> Work order A: Translate this sentence from the passage on belovedness into Spanish: "The semi-colon has become a very powerful image of a life continued, continuing."
> Work order B: Reproduce the stretch of the passage on belovedness from "I feel that" through "that came before.", word for word.
> Work order C: According to the passage on belovedness, what did the writer come to view through the lens of belovedness? List each item.

> Selected excerpt:
- - - -

As I sifted through possibilities, contemplating what next to write, one seed-thought kept returning … compelling me. The ‘right words’ making themselves known in their ‘right time’.
I feel that sense of ‘rightness’ now, though this may be a more difficult or sober thing to read about, and you may wonder at first, where is the echo of belovedness in this?! But there will be echoes of belovedness, I assure you! For belovedness is my life-theme, a thread I now see woven widely throughout the fabric of creation …
This is a story from when I didn’t believe I was beloved, nor knew that I could live in Belovedness. This is also the story of how and why I came to view myself, my life, everyone, everything, through the lens of belovedness … how belovedness has redeemed the story that came before.
The semi-colon has become a very powerful image of a life continued, continuing. My semi-colon is belovedness, the story following the semi-colon is belovedness … but now I can look back at the story before the semi-colon with the eyes and the heart of belovedness, also.
What preceded my semi-colon?

- - - -

> Provided information:
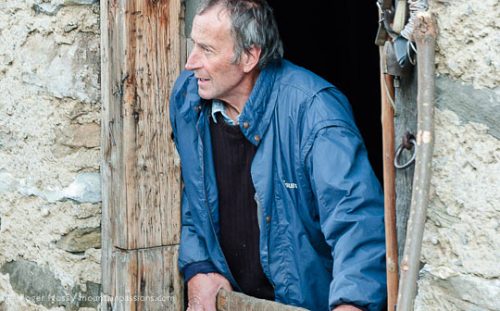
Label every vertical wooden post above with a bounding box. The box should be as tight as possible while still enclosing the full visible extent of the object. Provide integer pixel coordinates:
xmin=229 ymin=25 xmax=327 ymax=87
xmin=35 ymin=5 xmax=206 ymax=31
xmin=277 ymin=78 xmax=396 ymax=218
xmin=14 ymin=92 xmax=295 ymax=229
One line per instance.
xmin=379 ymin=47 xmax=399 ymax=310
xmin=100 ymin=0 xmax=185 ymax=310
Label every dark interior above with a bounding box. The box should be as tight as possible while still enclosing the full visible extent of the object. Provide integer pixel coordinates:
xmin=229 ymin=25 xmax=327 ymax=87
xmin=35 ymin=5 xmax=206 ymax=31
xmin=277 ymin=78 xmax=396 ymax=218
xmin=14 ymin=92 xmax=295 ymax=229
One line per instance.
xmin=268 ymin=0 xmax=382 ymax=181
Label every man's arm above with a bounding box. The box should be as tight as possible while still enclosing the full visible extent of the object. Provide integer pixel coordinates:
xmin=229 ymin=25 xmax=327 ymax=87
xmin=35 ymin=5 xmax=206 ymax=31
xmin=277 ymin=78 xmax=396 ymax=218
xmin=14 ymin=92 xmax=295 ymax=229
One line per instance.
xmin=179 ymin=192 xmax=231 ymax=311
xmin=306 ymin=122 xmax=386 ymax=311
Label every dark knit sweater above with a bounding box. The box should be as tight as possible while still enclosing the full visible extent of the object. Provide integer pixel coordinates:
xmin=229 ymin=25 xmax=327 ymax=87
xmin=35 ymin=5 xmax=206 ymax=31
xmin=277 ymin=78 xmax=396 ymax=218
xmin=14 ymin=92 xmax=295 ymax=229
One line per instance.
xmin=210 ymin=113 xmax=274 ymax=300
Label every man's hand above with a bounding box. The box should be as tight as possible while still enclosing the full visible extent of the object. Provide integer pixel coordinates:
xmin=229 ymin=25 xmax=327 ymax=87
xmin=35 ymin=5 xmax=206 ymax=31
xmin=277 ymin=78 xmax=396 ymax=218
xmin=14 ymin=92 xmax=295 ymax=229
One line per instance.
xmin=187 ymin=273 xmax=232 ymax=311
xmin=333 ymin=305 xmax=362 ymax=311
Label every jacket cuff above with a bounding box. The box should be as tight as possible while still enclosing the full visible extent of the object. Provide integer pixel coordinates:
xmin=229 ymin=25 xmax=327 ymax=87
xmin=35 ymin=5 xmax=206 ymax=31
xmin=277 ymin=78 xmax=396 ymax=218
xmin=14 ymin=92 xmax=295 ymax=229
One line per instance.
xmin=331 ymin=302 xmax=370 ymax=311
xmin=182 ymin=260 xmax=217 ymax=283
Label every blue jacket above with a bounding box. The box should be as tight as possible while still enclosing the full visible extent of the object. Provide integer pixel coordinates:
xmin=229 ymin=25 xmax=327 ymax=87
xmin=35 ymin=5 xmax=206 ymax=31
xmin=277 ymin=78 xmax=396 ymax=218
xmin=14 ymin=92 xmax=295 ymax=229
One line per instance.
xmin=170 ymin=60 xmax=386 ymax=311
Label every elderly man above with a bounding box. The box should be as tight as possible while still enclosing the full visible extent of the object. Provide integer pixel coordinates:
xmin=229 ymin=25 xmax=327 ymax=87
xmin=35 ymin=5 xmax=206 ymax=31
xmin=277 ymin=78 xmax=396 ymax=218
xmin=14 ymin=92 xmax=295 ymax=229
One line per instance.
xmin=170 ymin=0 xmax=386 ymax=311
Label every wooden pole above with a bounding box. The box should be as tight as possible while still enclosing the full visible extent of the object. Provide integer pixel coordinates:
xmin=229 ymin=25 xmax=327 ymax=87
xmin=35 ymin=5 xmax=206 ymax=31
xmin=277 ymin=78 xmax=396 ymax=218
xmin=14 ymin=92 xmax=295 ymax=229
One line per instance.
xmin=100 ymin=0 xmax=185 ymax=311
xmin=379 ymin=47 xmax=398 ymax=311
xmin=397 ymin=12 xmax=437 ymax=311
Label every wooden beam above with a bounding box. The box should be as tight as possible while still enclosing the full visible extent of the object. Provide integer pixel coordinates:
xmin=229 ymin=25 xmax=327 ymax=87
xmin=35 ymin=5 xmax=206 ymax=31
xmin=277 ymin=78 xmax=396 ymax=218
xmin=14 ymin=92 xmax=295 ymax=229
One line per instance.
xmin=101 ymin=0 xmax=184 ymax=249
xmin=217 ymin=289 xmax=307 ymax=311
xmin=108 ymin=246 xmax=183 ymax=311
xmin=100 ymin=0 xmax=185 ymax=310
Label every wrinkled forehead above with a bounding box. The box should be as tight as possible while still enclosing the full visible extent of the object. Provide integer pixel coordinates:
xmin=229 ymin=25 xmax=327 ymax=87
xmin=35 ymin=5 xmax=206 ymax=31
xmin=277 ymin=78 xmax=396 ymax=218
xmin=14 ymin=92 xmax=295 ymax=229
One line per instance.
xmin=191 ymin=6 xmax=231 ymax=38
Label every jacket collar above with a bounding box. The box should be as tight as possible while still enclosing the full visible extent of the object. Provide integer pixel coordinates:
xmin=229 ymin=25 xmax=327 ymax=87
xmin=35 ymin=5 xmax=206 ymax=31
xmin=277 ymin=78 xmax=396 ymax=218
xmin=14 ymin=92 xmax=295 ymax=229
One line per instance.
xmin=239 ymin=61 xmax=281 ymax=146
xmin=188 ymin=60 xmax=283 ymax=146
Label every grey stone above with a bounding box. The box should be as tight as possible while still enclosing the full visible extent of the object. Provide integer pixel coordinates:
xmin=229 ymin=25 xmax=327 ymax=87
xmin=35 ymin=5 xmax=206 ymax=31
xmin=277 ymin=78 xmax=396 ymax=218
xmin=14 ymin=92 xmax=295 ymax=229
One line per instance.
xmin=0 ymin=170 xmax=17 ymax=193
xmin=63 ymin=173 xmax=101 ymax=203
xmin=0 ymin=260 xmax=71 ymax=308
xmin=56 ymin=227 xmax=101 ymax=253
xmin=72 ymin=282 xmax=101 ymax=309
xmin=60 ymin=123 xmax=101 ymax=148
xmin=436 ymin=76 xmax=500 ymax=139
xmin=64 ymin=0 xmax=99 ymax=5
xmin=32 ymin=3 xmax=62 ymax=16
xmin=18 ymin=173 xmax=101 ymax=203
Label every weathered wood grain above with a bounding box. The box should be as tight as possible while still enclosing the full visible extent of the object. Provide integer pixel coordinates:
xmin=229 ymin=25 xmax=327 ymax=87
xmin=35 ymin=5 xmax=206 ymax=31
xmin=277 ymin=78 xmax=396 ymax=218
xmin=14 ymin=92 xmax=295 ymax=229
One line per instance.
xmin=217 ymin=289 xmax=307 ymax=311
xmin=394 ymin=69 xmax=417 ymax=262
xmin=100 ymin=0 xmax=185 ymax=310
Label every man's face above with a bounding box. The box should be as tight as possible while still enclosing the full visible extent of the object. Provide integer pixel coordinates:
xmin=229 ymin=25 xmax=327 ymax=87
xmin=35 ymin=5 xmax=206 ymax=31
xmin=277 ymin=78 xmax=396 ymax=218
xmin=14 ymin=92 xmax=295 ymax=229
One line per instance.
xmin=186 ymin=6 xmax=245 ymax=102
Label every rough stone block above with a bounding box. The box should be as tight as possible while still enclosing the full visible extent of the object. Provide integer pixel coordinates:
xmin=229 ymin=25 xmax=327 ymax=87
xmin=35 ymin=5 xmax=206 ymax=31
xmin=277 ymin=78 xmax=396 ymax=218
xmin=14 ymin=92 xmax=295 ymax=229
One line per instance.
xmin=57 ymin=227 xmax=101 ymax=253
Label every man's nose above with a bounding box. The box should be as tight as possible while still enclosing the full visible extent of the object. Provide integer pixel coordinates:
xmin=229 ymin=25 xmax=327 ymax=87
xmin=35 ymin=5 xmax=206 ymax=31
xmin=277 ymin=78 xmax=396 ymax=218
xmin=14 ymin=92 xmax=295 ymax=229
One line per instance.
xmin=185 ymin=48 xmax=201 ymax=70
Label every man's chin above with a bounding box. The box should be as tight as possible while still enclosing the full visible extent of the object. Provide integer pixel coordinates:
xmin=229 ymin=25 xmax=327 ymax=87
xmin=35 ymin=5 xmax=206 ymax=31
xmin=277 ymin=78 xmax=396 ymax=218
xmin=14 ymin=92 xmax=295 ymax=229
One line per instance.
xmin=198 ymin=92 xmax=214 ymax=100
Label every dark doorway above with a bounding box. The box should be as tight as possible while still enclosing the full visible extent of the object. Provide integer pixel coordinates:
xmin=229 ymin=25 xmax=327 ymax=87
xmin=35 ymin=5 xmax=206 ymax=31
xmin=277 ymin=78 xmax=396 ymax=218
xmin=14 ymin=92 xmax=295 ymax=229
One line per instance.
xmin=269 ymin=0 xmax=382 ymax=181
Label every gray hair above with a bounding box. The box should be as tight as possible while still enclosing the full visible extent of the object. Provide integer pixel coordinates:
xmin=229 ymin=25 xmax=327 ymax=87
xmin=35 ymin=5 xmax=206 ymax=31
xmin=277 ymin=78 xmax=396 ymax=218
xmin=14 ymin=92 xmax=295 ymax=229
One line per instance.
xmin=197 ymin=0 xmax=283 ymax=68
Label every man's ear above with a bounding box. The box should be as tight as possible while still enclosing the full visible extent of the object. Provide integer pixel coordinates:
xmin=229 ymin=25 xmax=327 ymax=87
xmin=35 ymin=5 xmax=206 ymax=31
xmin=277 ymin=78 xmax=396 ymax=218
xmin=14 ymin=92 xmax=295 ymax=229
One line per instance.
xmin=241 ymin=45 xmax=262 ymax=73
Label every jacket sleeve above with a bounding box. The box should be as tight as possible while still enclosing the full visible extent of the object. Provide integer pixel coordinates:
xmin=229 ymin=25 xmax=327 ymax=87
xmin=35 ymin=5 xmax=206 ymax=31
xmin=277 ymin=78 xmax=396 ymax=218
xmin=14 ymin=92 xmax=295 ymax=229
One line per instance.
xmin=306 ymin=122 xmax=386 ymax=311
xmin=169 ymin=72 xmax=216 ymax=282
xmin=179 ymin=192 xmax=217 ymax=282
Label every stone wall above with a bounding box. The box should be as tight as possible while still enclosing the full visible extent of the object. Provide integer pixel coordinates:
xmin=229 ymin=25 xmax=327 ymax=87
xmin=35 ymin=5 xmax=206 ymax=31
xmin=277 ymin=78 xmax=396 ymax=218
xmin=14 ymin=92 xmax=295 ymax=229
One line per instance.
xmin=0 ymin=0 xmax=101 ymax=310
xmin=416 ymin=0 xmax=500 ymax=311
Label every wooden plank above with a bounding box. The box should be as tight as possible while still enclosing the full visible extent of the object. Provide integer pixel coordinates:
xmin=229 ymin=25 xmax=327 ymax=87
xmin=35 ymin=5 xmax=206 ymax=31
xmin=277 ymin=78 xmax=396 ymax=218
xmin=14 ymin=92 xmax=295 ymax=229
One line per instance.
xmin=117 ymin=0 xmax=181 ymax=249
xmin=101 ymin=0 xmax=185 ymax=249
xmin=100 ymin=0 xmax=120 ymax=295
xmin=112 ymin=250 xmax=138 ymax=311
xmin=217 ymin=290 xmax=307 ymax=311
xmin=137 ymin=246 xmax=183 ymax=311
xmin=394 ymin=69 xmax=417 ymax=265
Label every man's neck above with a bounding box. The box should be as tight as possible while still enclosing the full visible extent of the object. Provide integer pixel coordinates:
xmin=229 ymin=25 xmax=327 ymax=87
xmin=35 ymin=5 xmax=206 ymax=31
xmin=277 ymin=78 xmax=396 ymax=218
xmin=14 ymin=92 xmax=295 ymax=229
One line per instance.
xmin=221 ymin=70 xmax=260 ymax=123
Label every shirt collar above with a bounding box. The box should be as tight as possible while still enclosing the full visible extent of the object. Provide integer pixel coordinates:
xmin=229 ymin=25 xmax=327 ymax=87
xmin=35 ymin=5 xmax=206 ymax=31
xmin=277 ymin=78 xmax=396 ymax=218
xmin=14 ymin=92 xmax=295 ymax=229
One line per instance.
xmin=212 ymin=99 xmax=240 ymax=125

- - - -

> Output A: El punto y coma se ha convertido en una imagen muy poderosa de una vida continuada, que continúa.

> Output B:
I feel that sense of ‘rightness’ now, though this may be a more difficult or sober thing to read about, and you may wonder at first, where is the echo of belovedness in this?! But there will be echoes of belovedness, I assure you! For belovedness is my life-theme, a thread I now see woven widely throughout the fabric of creation …
This is a story from when I didn’t believe I was beloved, nor knew that I could live in Belovedness. This is also the story of how and why I came to view myself, my life, everyone, everything, through the lens of belovedness … how belovedness has redeemed the story that came before.

> Output C:
- myself
- my life
- everyone
- everything